## BEGIN Records shown

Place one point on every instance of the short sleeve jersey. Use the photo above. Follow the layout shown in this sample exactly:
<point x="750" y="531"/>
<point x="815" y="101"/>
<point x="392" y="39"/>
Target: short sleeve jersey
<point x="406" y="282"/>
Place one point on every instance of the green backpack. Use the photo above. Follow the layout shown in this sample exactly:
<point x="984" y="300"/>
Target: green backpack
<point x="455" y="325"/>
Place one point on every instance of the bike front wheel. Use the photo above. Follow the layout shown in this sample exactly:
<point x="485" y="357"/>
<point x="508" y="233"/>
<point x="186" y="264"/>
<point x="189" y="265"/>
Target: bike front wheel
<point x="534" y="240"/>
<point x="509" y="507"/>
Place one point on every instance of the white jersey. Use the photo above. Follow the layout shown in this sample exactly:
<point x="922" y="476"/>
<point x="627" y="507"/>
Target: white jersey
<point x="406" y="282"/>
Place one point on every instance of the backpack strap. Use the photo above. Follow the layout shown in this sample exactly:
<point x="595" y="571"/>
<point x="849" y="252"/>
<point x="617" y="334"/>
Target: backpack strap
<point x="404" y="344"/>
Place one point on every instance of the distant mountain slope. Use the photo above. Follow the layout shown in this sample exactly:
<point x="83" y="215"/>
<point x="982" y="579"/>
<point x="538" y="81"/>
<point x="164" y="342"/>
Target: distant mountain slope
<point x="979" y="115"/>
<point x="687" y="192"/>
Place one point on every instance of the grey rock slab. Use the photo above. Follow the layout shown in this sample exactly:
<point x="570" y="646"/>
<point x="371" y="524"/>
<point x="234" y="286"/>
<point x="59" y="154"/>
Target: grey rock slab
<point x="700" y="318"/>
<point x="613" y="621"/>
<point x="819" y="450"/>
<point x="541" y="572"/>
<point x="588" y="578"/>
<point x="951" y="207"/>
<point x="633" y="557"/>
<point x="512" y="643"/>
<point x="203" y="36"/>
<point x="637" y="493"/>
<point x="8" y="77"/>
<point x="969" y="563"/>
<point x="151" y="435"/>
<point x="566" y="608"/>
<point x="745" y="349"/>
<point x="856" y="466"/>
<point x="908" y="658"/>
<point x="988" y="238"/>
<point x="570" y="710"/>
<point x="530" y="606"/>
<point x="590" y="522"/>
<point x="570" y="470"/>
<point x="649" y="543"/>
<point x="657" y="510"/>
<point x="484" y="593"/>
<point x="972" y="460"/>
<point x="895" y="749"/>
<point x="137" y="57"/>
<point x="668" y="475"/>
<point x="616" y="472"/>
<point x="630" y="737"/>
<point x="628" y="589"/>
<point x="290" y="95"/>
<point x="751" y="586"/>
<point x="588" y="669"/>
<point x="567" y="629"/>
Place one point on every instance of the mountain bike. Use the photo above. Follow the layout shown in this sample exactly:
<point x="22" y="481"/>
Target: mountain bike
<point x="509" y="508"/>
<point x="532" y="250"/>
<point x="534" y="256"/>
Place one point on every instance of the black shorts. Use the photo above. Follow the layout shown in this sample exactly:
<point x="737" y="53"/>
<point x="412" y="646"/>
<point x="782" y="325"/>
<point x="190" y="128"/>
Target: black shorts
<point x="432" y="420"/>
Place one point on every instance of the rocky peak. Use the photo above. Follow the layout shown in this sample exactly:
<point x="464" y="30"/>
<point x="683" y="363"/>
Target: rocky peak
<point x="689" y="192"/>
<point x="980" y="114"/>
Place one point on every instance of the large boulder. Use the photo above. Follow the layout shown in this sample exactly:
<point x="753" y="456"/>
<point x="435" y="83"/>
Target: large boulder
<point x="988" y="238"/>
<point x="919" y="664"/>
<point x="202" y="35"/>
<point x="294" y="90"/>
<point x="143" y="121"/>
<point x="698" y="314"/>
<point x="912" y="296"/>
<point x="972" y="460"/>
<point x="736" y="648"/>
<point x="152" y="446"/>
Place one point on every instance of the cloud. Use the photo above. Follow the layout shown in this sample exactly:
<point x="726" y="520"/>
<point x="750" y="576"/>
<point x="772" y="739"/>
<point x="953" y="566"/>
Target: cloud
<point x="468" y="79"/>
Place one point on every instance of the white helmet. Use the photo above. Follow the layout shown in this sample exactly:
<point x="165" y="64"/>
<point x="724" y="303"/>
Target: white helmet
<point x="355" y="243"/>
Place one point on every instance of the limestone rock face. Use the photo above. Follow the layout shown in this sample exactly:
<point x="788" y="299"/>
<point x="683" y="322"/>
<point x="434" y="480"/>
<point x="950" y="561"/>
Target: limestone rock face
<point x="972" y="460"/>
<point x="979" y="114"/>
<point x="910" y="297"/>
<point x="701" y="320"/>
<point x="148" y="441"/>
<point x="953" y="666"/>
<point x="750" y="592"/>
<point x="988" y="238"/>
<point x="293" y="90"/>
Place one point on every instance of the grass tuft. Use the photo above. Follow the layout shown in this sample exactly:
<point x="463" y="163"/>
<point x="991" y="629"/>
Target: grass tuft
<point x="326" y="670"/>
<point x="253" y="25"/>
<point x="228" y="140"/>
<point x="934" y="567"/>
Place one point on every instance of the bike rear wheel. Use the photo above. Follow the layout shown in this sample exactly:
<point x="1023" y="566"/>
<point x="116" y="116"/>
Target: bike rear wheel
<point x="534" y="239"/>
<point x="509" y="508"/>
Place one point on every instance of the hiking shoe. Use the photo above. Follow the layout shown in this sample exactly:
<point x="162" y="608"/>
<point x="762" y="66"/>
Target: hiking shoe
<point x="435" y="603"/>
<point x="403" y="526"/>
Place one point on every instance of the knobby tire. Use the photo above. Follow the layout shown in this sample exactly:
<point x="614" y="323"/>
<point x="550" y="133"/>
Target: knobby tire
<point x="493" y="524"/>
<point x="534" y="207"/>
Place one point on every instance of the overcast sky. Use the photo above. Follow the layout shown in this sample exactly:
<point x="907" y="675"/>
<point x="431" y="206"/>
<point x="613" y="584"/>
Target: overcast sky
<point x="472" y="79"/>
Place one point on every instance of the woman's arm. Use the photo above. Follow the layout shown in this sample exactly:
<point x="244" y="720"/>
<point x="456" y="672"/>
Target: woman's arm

## END Records shown

Short exercise:
Change "layout" to "format" throughout the items above, and reproduce every line with nothing else altered.

Result of the task:
Place one point on every instance of the short sleeve jersey. Use the photo above. Follow the format shown in this sample exactly:
<point x="750" y="531"/>
<point x="815" y="101"/>
<point x="392" y="39"/>
Target: short sleeve jersey
<point x="406" y="282"/>
Place one point on every instance of the green backpack. Use the photo above. Follow the format shown in this sample exactly:
<point x="984" y="300"/>
Target: green backpack
<point x="455" y="325"/>
Place one point on every instance of the bike front wheel. Use the photo above. Follow the format shown in this sample exactly:
<point x="485" y="357"/>
<point x="508" y="233"/>
<point x="186" y="264"/>
<point x="189" y="265"/>
Target: bike front wheel
<point x="534" y="240"/>
<point x="509" y="507"/>
Place one point on every instance of the white jersey. Use the photo above. Follow the format shown in this sample exactly:
<point x="922" y="476"/>
<point x="627" y="507"/>
Target: white jersey
<point x="406" y="282"/>
Place one point on every instance of the backpack strap. Use the photo above. Follow the format shown in this sample exactly:
<point x="595" y="571"/>
<point x="849" y="252"/>
<point x="617" y="334"/>
Target: backpack strap
<point x="404" y="344"/>
Place one point on every instance of the distant mountain slope. Use the photo above. Follow the format shown in this sample exactly:
<point x="83" y="215"/>
<point x="982" y="579"/>
<point x="538" y="81"/>
<point x="164" y="342"/>
Target: distant mountain slope
<point x="979" y="115"/>
<point x="687" y="192"/>
Place one point on every instance of the grey rock slab. Use the photo above. Follow the format shown in this sample exactly:
<point x="570" y="646"/>
<point x="371" y="524"/>
<point x="234" y="286"/>
<point x="59" y="154"/>
Target: grey rock slab
<point x="700" y="318"/>
<point x="613" y="621"/>
<point x="819" y="450"/>
<point x="541" y="572"/>
<point x="588" y="578"/>
<point x="951" y="207"/>
<point x="633" y="557"/>
<point x="512" y="643"/>
<point x="203" y="36"/>
<point x="637" y="493"/>
<point x="8" y="77"/>
<point x="969" y="563"/>
<point x="151" y="435"/>
<point x="566" y="608"/>
<point x="745" y="349"/>
<point x="856" y="466"/>
<point x="908" y="658"/>
<point x="988" y="238"/>
<point x="570" y="710"/>
<point x="530" y="606"/>
<point x="590" y="522"/>
<point x="570" y="470"/>
<point x="649" y="543"/>
<point x="657" y="510"/>
<point x="484" y="593"/>
<point x="972" y="460"/>
<point x="895" y="749"/>
<point x="137" y="57"/>
<point x="668" y="475"/>
<point x="616" y="472"/>
<point x="630" y="737"/>
<point x="628" y="589"/>
<point x="290" y="95"/>
<point x="751" y="586"/>
<point x="588" y="669"/>
<point x="567" y="629"/>
Place one point on every instance of the mountain bike. Use the photo above. Follow the format shown in this sample exactly:
<point x="22" y="481"/>
Target: mountain bike
<point x="509" y="508"/>
<point x="532" y="250"/>
<point x="534" y="256"/>
Place one point on every instance of the black shorts. Use the photo above. Follow the format shown in this sample exactly:
<point x="737" y="53"/>
<point x="412" y="646"/>
<point x="782" y="325"/>
<point x="190" y="128"/>
Target: black shorts
<point x="432" y="420"/>
Place one point on every instance of the rocky peak. Use the photo above. Follow the format shown in this sample exactly:
<point x="464" y="30"/>
<point x="683" y="363"/>
Target: rocky peak
<point x="689" y="192"/>
<point x="980" y="114"/>
Place one point on every instance of the large boulder. Use the photo above. Follow the format shown in this sample exactly:
<point x="753" y="456"/>
<point x="435" y="83"/>
Target: large boulder
<point x="988" y="238"/>
<point x="919" y="664"/>
<point x="202" y="35"/>
<point x="294" y="90"/>
<point x="143" y="121"/>
<point x="698" y="314"/>
<point x="912" y="296"/>
<point x="972" y="460"/>
<point x="736" y="648"/>
<point x="152" y="446"/>
Place one point on every instance of the cloud. Use the photo above. Follow the format shown in this sample exactly:
<point x="726" y="520"/>
<point x="750" y="576"/>
<point x="772" y="739"/>
<point x="953" y="566"/>
Target: cloud
<point x="468" y="79"/>
Place one point on every instance of the white helmet. Use the photo above. Follow the format shown in this sample exactly:
<point x="165" y="64"/>
<point x="724" y="303"/>
Target: white helmet
<point x="355" y="243"/>
Place one point on every instance of the limestone rock face. Use the photo above. Follow the format shown in this sample exactly:
<point x="788" y="299"/>
<point x="683" y="322"/>
<point x="434" y="480"/>
<point x="950" y="561"/>
Target: limestone rock face
<point x="972" y="460"/>
<point x="979" y="114"/>
<point x="910" y="297"/>
<point x="701" y="320"/>
<point x="148" y="441"/>
<point x="953" y="666"/>
<point x="750" y="592"/>
<point x="988" y="238"/>
<point x="293" y="90"/>
Place one point on every instance of the grass tuft. Use the photo above. Follow the format shown in this sample exactly:
<point x="463" y="163"/>
<point x="991" y="629"/>
Target: grass tuft
<point x="326" y="670"/>
<point x="253" y="25"/>
<point x="228" y="140"/>
<point x="934" y="567"/>
Place one point on every instance of the bike rear wheel. Use the photo above. Follow the format shown in this sample exactly:
<point x="1023" y="566"/>
<point x="116" y="116"/>
Target: bike rear wheel
<point x="534" y="239"/>
<point x="509" y="508"/>
Place one point on every instance of the hiking shoe. Use the photo above. Follow the format shown in this sample exactly:
<point x="162" y="608"/>
<point x="762" y="66"/>
Target: hiking shoe
<point x="435" y="603"/>
<point x="403" y="526"/>
Place one point on every instance of the knobby tire. Use the photo above. Follow the format shown in this sample exactly:
<point x="614" y="323"/>
<point x="550" y="133"/>
Target: knobby tire
<point x="493" y="524"/>
<point x="534" y="207"/>
Place one point on every instance of the overcast sky. Use the photo above. Follow the format shown in this sample exactly:
<point x="907" y="675"/>
<point x="431" y="206"/>
<point x="613" y="584"/>
Target: overcast sky
<point x="472" y="79"/>
Place one point on every instance of the woman's arm. Use the photo above. Follow the format shown in this sample exactly:
<point x="244" y="720"/>
<point x="456" y="672"/>
Target: woman's arm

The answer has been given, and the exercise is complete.